→ **WHAT YOU NEED TO DO**: Rewrite every line of the records below as a Markdown table with two columns, Row and Line, numbering the rows in order and skipping blank lines.

→ **LISTED ENTRIES**:

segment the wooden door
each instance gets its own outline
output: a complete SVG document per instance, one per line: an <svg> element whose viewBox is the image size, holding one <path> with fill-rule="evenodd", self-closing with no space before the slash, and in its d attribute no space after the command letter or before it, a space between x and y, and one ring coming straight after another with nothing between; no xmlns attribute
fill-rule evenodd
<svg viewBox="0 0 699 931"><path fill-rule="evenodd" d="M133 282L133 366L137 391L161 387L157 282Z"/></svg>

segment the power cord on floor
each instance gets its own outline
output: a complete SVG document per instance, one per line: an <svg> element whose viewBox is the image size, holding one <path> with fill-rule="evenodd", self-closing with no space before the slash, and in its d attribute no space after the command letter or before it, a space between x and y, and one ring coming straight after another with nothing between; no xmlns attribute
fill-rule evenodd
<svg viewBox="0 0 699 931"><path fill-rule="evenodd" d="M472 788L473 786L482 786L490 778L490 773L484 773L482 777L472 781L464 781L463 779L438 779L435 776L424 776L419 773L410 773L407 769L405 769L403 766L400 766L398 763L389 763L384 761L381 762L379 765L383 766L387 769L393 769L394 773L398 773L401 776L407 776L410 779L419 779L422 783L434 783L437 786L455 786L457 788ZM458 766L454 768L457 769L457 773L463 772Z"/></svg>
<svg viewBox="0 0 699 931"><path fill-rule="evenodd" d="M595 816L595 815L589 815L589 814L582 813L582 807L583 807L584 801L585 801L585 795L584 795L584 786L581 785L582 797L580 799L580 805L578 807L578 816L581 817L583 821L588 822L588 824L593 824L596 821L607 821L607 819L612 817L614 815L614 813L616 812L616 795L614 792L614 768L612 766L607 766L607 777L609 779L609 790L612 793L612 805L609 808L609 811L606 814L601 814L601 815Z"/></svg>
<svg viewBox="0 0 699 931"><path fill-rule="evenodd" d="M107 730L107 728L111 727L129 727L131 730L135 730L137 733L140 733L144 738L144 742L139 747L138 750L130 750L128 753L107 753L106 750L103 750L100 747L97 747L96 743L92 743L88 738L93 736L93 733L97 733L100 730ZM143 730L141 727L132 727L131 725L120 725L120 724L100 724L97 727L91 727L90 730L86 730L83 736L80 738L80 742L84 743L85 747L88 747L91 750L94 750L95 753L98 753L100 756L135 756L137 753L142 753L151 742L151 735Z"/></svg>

→ **FULL OUTPUT**:
| Row | Line |
|---|---|
| 1 | segment the wooden door |
| 2 | each instance gets its own outline |
| 3 | output: a complete SVG document per instance, one per line: an <svg> element whose viewBox is the image size, holding one <path> with fill-rule="evenodd", self-closing with no space before the slash, and in its d attribute no space after the command letter or before it, a space between x and y, and one ring coming straight after another with nothing between; no xmlns attribute |
| 4 | fill-rule evenodd |
| 5 | <svg viewBox="0 0 699 931"><path fill-rule="evenodd" d="M133 282L133 366L137 391L161 387L157 282Z"/></svg> |
| 6 | segment the power cord on floor |
| 7 | each instance gets its own outline |
| 8 | output: a complete SVG document per instance, one per line: an <svg> element whose viewBox is the image size, holding one <path> with fill-rule="evenodd", self-closing with no space before the slash, and in its d attribute no space after the command letter or before it, a space between x and y, and one ring coming straight after another with nothing between; no xmlns attribute |
| 9 | fill-rule evenodd |
| 10 | <svg viewBox="0 0 699 931"><path fill-rule="evenodd" d="M472 788L473 786L482 786L490 778L490 773L484 773L482 777L472 781L464 781L463 779L438 779L435 776L424 776L419 773L410 773L407 769L405 769L403 766L400 766L398 763L389 763L384 761L381 762L379 765L383 766L387 769L393 769L394 773L398 773L401 776L407 776L410 779L419 779L422 783L434 783L437 786L455 786L457 788ZM458 766L454 768L457 769L457 773L463 772Z"/></svg> |
| 11 | <svg viewBox="0 0 699 931"><path fill-rule="evenodd" d="M595 816L595 815L589 815L589 814L582 813L582 807L583 807L584 801L585 801L585 795L584 795L584 786L581 785L582 797L580 799L580 805L578 807L578 816L581 817L583 821L588 822L588 824L593 824L596 821L607 821L607 819L612 817L614 815L614 813L616 812L616 795L614 792L614 768L612 766L607 766L607 777L609 779L609 790L612 793L612 805L609 808L609 811L606 814L601 814L601 815Z"/></svg> |
| 12 | <svg viewBox="0 0 699 931"><path fill-rule="evenodd" d="M107 730L107 728L111 727L129 727L131 730L135 730L137 733L140 733L144 738L144 742L139 747L138 750L130 750L128 753L107 753L106 750L103 750L100 747L97 747L96 743L92 743L88 738L93 736L93 733L97 733L100 730ZM143 730L141 727L132 727L131 725L120 725L120 724L100 724L97 727L91 727L90 730L86 730L83 736L80 738L80 742L84 743L85 747L88 747L91 750L94 750L95 753L98 753L100 756L135 756L137 753L142 753L151 742L151 735Z"/></svg> |